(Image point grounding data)
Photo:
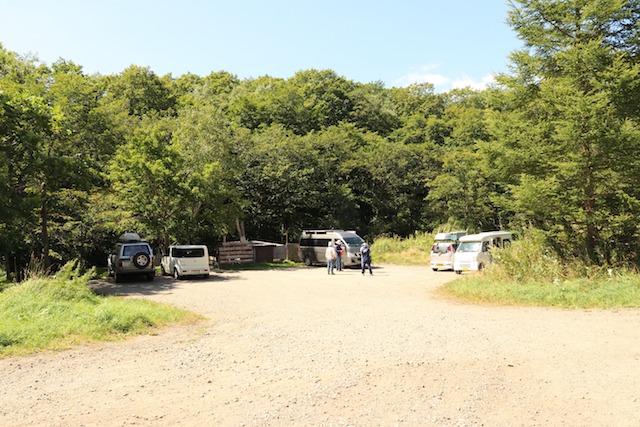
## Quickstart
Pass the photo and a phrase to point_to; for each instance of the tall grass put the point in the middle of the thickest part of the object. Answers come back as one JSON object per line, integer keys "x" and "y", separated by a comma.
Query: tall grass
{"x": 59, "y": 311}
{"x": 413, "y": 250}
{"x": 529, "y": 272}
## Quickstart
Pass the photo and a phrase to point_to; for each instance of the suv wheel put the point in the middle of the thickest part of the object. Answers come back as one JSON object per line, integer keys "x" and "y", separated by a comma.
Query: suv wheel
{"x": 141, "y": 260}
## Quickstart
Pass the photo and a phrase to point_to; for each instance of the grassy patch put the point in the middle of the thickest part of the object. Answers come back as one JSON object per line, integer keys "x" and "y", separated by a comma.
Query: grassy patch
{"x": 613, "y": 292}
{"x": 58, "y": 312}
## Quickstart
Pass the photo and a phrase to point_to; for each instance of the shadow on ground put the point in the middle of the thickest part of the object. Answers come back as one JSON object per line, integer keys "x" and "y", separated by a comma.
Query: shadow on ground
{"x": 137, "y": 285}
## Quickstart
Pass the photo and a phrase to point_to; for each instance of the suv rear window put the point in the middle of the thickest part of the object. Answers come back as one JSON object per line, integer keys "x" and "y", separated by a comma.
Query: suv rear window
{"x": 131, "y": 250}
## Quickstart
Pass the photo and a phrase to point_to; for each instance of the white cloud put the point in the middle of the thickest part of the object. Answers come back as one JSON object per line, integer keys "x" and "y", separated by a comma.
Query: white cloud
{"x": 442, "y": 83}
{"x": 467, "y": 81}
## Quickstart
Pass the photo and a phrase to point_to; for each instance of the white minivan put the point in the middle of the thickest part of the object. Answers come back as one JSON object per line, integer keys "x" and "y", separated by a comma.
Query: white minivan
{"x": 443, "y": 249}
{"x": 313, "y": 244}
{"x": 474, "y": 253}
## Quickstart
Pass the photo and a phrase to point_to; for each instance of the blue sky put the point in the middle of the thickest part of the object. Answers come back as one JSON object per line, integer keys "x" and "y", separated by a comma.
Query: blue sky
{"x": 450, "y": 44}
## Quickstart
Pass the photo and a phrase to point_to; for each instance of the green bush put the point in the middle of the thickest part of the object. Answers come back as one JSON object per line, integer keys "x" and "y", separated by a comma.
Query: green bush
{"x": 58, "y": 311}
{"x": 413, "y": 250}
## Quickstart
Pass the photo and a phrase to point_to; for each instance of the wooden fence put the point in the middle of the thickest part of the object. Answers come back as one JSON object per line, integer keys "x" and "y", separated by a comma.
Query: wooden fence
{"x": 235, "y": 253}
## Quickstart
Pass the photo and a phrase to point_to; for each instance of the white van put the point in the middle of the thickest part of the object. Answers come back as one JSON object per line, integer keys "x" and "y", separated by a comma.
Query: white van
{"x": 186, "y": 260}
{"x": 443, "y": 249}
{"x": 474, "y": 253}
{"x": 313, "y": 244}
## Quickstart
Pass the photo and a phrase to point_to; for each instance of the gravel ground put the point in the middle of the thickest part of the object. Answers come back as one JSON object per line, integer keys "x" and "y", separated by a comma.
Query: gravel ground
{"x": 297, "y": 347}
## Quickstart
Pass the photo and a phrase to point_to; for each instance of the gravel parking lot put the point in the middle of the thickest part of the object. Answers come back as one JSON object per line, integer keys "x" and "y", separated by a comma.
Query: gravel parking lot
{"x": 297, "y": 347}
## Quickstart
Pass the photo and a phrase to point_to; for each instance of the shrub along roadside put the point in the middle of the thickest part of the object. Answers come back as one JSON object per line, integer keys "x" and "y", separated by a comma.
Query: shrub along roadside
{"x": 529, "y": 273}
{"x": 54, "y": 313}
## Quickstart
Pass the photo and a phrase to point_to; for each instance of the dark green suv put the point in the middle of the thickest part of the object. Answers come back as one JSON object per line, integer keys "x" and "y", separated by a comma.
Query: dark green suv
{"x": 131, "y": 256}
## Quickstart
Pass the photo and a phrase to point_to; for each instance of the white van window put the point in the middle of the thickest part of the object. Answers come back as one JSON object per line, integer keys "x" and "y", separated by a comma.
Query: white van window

What is being asked:
Find the line containing "the gravel parking" in the data above. Please transcribe it and every line after it, exactly.

Exercise output:
Pass the photo and a phrase to point_to; for each instance of the gravel parking lot put the point in the middle of the thickest part of the object. Answers come back as one JSON object per line, integer keys "x" and "y", separated by a comma.
Query: gravel parking lot
{"x": 297, "y": 347}
## Quickstart
Pass the photo and a phrase to point_to; for each instance of the shrub along roadside put the point in the middle of the thickest part of the object. Answers come back as one JSON object per line, integer keys "x" and "y", separated by a comma.
Query: shrub along roadside
{"x": 529, "y": 273}
{"x": 54, "y": 313}
## Quickstart
Pass the photo and a phrase to point_to; for each instance of the dark green suv put the point in the middle of the thickest part of the object. Answers come back as one JSON object per line, integer keys "x" and "y", separated by a comma.
Query: dark green suv
{"x": 131, "y": 256}
## Quickstart
Pass the photo and a phrase to point_to; for each instance of the white van window put the point in the middle of the thickest part of the object. Answers come back as one JSON object per line, integer keys "x" and "y", separated by a comma.
Query: white van window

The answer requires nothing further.